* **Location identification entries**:
# # # # # # #

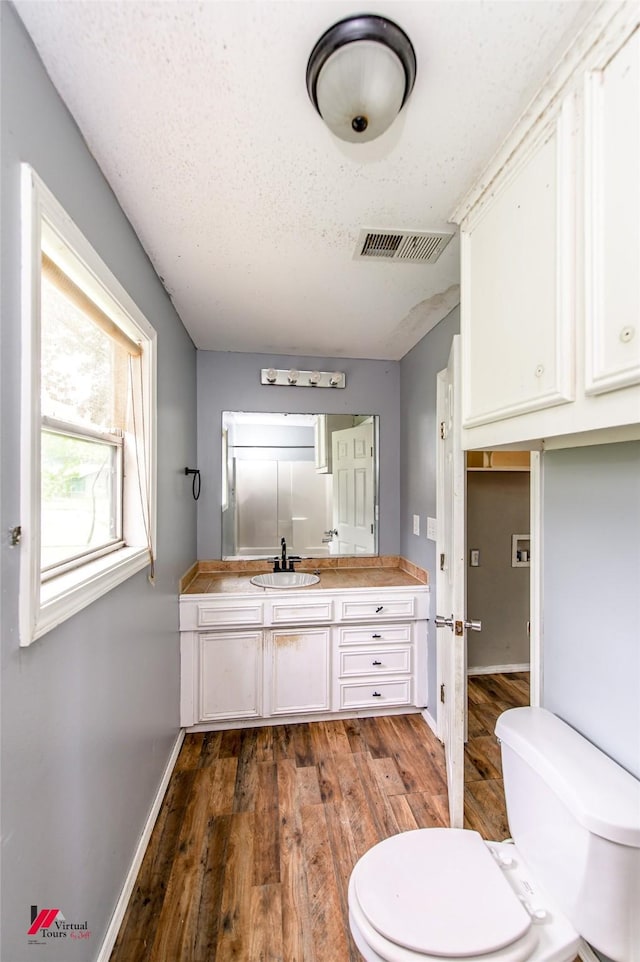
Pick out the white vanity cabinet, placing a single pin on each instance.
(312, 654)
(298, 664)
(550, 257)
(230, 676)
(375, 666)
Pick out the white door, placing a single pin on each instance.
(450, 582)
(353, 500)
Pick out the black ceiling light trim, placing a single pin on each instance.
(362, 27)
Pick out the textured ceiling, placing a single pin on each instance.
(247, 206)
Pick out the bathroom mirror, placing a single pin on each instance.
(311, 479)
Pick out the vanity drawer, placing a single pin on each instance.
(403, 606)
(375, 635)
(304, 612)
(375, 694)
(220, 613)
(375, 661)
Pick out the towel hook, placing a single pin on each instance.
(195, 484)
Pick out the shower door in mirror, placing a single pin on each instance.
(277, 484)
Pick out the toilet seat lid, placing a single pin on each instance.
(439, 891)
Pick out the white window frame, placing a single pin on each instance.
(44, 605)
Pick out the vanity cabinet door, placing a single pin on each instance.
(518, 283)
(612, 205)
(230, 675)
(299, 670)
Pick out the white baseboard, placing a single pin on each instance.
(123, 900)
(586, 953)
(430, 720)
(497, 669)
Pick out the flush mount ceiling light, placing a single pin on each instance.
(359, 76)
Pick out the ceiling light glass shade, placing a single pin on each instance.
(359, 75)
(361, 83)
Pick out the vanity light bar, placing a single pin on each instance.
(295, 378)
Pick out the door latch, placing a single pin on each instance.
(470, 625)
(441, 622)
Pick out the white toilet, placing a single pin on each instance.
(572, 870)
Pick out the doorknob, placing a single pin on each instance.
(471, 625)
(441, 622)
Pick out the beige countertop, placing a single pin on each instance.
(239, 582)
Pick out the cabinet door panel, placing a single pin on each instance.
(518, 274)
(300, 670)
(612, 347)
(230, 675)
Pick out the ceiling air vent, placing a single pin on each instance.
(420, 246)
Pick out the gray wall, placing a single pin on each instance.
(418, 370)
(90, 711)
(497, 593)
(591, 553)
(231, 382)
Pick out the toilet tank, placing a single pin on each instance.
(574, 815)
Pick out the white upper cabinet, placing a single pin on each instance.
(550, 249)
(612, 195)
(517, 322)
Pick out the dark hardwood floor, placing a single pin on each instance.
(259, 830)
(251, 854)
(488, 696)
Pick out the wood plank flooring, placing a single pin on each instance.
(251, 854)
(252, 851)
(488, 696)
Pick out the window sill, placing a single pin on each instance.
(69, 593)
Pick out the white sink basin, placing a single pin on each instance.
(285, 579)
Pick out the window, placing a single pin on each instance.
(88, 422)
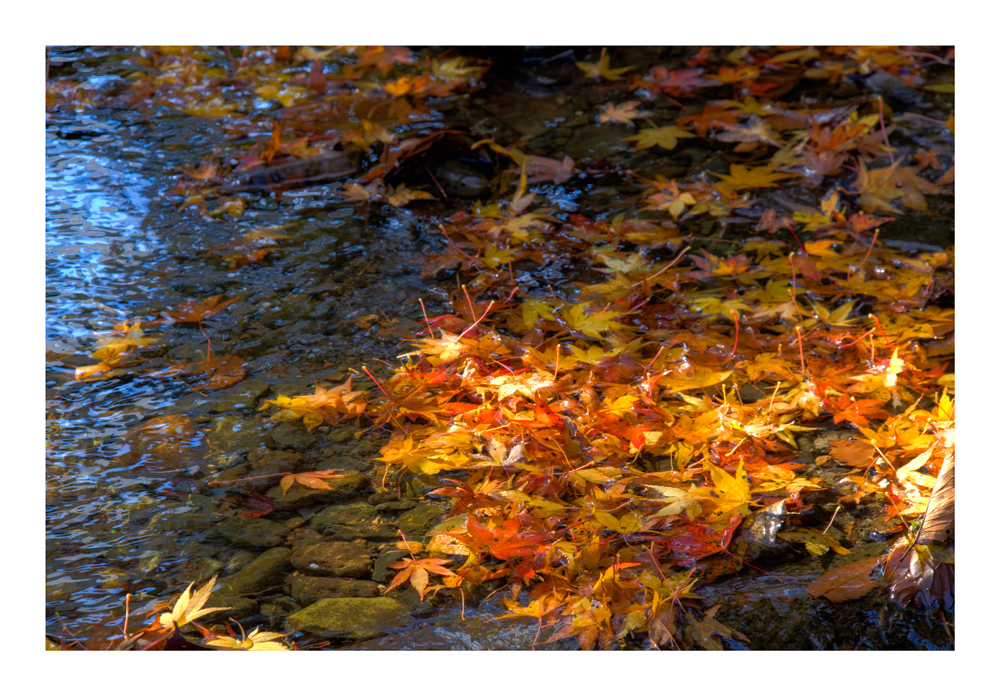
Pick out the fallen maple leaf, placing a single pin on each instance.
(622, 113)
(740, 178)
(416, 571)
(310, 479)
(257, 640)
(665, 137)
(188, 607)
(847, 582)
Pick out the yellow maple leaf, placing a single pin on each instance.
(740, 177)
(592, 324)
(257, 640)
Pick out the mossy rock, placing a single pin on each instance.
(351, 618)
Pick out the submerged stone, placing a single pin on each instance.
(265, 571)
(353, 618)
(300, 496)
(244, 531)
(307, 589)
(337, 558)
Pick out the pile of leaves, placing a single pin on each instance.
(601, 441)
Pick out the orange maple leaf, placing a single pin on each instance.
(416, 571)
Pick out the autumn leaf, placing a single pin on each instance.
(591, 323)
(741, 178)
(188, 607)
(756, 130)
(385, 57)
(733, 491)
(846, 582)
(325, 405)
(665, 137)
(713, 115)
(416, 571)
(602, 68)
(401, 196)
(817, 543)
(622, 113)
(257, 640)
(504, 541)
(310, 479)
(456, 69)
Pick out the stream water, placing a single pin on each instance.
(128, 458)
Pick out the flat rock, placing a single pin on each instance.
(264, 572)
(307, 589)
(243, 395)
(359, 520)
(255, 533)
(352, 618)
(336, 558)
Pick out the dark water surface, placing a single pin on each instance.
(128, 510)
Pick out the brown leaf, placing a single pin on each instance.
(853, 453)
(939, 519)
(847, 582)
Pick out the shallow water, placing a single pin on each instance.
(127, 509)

# # # # # # #

* **Work to be completed**: Can you reproduce all of the location identification entries above word for word, omitting the pictures?

* **Solution**:
Pick out the white vanity cabinet, placing a single pin on each instance.
(312, 654)
(298, 664)
(550, 257)
(230, 676)
(375, 666)
Pick out the white door, placing a single pin on each instance.
(450, 582)
(353, 500)
Pick out the black ceiling light trim, placing a single pin on each instance.
(362, 27)
Pick out the textured ceiling, placing a single pin on each instance.
(247, 206)
Pick out the bathroom mirror, placing a single pin on each instance.
(311, 479)
Pick out the vanity drawer, placing a single pin on each instance.
(403, 606)
(375, 635)
(304, 612)
(375, 694)
(220, 613)
(375, 661)
Pick out the towel hook, placing a single pin on each instance.
(195, 484)
Pick out the shower door in mirror, placing a single pin on each instance.
(277, 484)
Pick out the toilet seat lid, placing a single pin on each instance.
(439, 891)
Pick out the white window frame, placing a single pin on each instance.
(44, 605)
Pick out the vanity cabinet door, placing a single pin on each instance.
(518, 283)
(612, 205)
(230, 675)
(299, 670)
Pick out the white baseboard, placing a single pin on each instance.
(123, 900)
(586, 953)
(430, 720)
(497, 669)
Pick out the flush mount ceiling light, placing a single pin on each instance.
(359, 76)
Pick out the ceiling light glass shade, placing a single pin on each instance.
(359, 75)
(361, 83)
Pick out the vanity light bar, placing a single pin on each instance.
(295, 378)
Pick out the door latch, placing a single pin on each instance.
(470, 625)
(441, 622)
Pick out the white toilet, placing a single pin on each instance.
(572, 870)
Pick out the doorknob, placing a single pin on each instance.
(471, 625)
(441, 622)
Pick out the beige countertop, placing a single pin on each instance.
(239, 582)
Pick out the cabinet door panel, placing a single pin on each instance.
(518, 274)
(300, 670)
(612, 347)
(230, 675)
Pick out the ceiling air vent, placing a single pin on each instance.
(420, 246)
Pick out the gray wall, placing a single pin on each instance.
(418, 370)
(90, 711)
(497, 593)
(591, 553)
(231, 382)
Pick out the toilet tank, placing a single pin on each instance.
(574, 815)
Pick out the white upper cabinet, placing a single pin on each instance.
(550, 249)
(612, 195)
(517, 322)
Pick out the dark hardwood floor, placing a single pin on each instance.
(259, 830)
(251, 854)
(488, 696)
Pick out the wood plank flooring, placing a single pin on each instance.
(251, 854)
(252, 851)
(488, 696)
Pick out the window sill, placing a single pin on each instance.
(69, 593)
Pick out the white sink basin, placing a single pin on each instance.
(285, 579)
Pick out the window, placing a single pin on each instance.
(88, 422)
Pick out the fallen maple leaf, placing a single pin on each instance.
(622, 113)
(740, 178)
(416, 571)
(310, 479)
(257, 640)
(665, 137)
(188, 607)
(847, 582)
Pick out the yellow maple leaf, placing a single pin on each instance.
(740, 177)
(592, 324)
(257, 640)
Pick out the mossy rock, placing a single pin on each instance.
(351, 618)
Pick out the submerged stone, placing a single pin on each instance.
(265, 571)
(353, 618)
(300, 496)
(244, 531)
(307, 589)
(337, 558)
Pick out the pile of leaves, placing a single pin on each instance.
(601, 441)
Pick out the orange maple leaf, placing a single pin on each instance.
(416, 571)
Pick out the autumn leaf, placing a single pin on each instance.
(591, 323)
(741, 178)
(188, 607)
(756, 130)
(385, 57)
(733, 491)
(846, 582)
(325, 405)
(665, 137)
(713, 115)
(416, 571)
(602, 68)
(401, 196)
(817, 543)
(622, 113)
(257, 640)
(504, 541)
(310, 479)
(456, 69)
Pick out the stream water, placing a single pin on each instance.
(128, 458)
Pick out the flat rock, placing a single pin on each instance.
(264, 572)
(307, 589)
(243, 395)
(359, 520)
(255, 533)
(352, 618)
(336, 558)
Pick out the dark water surface, placing a single pin on each instance.
(128, 510)
Pick out the brown leaf, placing a single pin on each instance.
(853, 453)
(939, 519)
(847, 582)
Pick out the shallow water, placing a single pin on each instance.
(127, 509)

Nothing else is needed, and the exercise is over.